- PROBLEM DESCRIPTION: Copy the records starting at the line that contains "Provide the location of every instance of the white" and ending at the end of the records, replacing "single dot" with "single mark" and changing nothing else. Leave the pictures out.

- SUPPLIED DATA:

========================================

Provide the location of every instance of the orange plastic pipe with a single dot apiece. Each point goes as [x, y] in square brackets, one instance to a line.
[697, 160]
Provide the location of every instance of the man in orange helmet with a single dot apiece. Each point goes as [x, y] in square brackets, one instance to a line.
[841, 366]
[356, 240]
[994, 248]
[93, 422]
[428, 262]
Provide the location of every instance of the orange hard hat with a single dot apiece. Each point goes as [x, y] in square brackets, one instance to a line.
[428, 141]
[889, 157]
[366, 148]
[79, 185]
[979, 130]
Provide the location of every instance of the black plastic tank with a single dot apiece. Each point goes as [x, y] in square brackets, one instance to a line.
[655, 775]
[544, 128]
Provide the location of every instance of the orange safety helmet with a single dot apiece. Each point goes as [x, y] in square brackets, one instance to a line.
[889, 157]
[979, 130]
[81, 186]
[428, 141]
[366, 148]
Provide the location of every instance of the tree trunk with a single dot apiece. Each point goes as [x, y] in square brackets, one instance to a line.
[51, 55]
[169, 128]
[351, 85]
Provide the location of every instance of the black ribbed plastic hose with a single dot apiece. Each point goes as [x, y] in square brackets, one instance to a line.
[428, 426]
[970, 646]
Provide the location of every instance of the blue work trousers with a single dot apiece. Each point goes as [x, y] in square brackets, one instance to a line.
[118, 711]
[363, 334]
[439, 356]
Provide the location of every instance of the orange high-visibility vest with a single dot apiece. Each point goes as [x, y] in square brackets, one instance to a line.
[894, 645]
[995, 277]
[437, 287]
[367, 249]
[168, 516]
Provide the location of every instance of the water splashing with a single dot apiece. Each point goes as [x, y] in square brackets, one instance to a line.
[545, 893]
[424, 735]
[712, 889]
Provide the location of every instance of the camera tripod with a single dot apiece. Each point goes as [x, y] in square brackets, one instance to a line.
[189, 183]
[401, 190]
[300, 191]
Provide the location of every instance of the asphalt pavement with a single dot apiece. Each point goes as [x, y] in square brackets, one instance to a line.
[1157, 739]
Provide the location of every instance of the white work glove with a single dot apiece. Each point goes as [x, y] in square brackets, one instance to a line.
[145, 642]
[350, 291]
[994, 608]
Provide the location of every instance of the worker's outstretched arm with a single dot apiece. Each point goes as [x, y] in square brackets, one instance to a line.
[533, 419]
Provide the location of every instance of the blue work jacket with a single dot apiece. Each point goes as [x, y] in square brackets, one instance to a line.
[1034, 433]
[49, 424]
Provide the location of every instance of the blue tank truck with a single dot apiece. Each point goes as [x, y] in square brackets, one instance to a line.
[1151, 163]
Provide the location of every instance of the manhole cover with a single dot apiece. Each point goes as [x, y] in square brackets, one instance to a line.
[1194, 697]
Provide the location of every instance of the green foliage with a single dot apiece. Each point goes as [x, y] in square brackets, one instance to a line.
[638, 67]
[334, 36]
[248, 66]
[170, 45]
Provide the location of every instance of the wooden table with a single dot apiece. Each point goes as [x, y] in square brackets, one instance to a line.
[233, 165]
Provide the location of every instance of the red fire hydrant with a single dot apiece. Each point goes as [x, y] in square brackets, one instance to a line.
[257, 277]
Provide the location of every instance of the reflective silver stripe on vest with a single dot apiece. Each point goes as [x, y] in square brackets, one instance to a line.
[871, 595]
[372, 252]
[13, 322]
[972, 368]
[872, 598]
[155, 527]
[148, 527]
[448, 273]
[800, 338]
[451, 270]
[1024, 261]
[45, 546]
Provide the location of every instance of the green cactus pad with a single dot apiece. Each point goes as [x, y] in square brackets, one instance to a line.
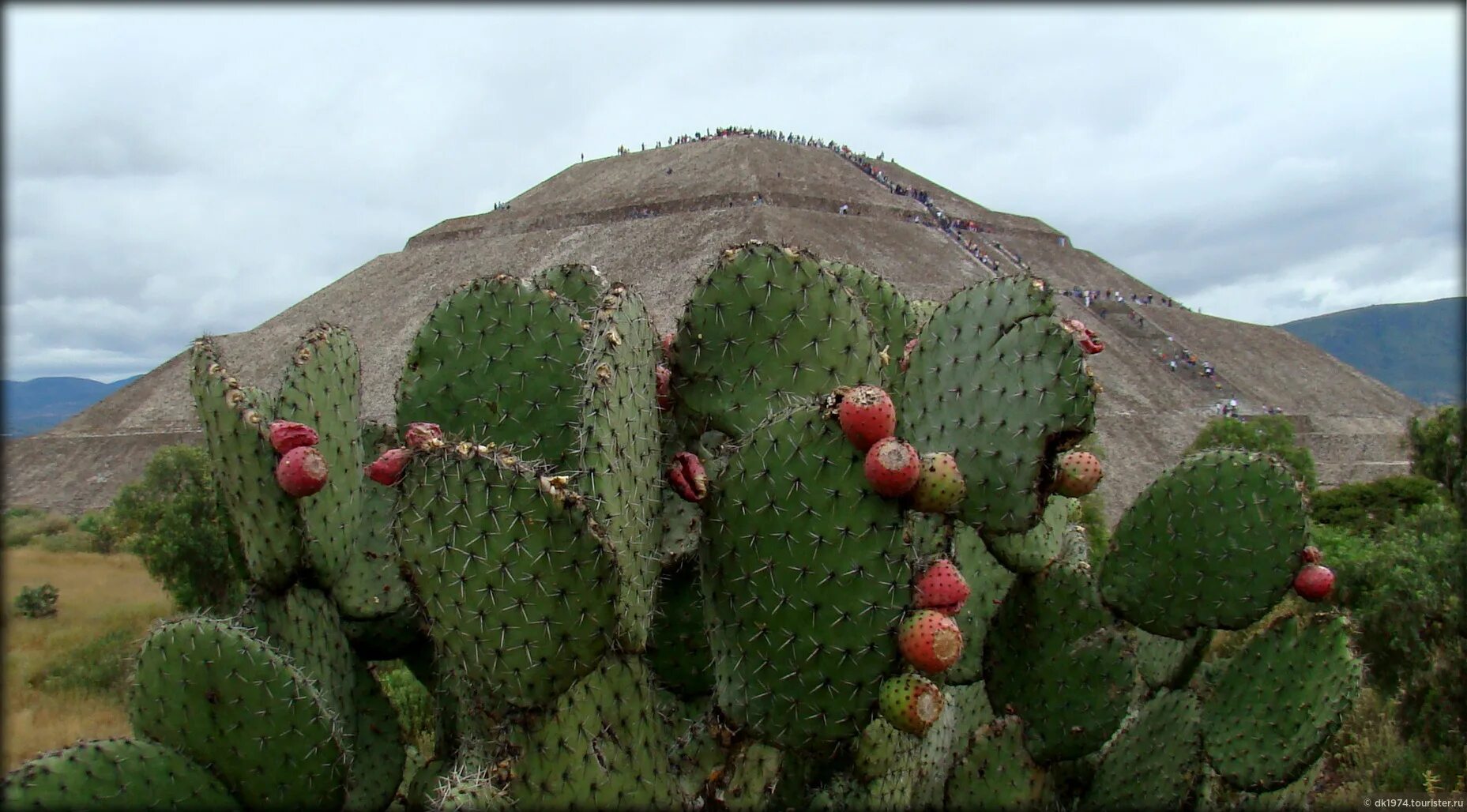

========================================

- FULL RESPONSE:
Provide the location of every instance of the white work glove with a single mark apiece. Each point goes as [x, y] in square brackets, one instance to a line.
[145, 642]
[350, 291]
[994, 608]
Provide the location of every instance of the worker's outstretched arm with a single mark apiece. Each point goes as [x, y] in square brackets, one instance to a line.
[533, 419]
Provide the location of every instance of the blue work jacket with a single mark apiece. Each point goes as [x, y] in square brackets, one instance to a line.
[1034, 433]
[49, 424]
Provide the location of every instance of the blue tank truck with a single mark apiece. Each point goes as [x, y] in square brackets, one instance to a line.
[1151, 163]
Provide the location of every instance of the manhole cover with a single mark apiece. Each point goes as [x, y] in square brackets, one instance to a line.
[1194, 697]
Provide the location of every instance of the green foliage with a single mark apiece. Each point goes as [x, y] in square brackets, one instance to a line.
[638, 67]
[334, 36]
[248, 66]
[170, 45]
Provide the location of every instance of the wooden table with a single mark apiece. Each point goes as [x, y] in square brackets, one instance to a line.
[233, 165]
Provide the location of every instance of the red fire hydrant with a single mark apiece. Each point goes as [x, y] in square brackets, one instance to a line.
[257, 277]
Provide the location of every instance of the reflective silver stripe on vest with a single mark apiece. Each point goes as [x, y] in square brackets, one instance to a line.
[871, 595]
[372, 252]
[13, 322]
[972, 368]
[872, 598]
[155, 527]
[148, 527]
[448, 273]
[800, 338]
[451, 270]
[1024, 261]
[45, 546]
Provide the location of every instance of the green cactus pad with a single mark apiece. Each point goes as [x, y] in square brackets, one instance to a line.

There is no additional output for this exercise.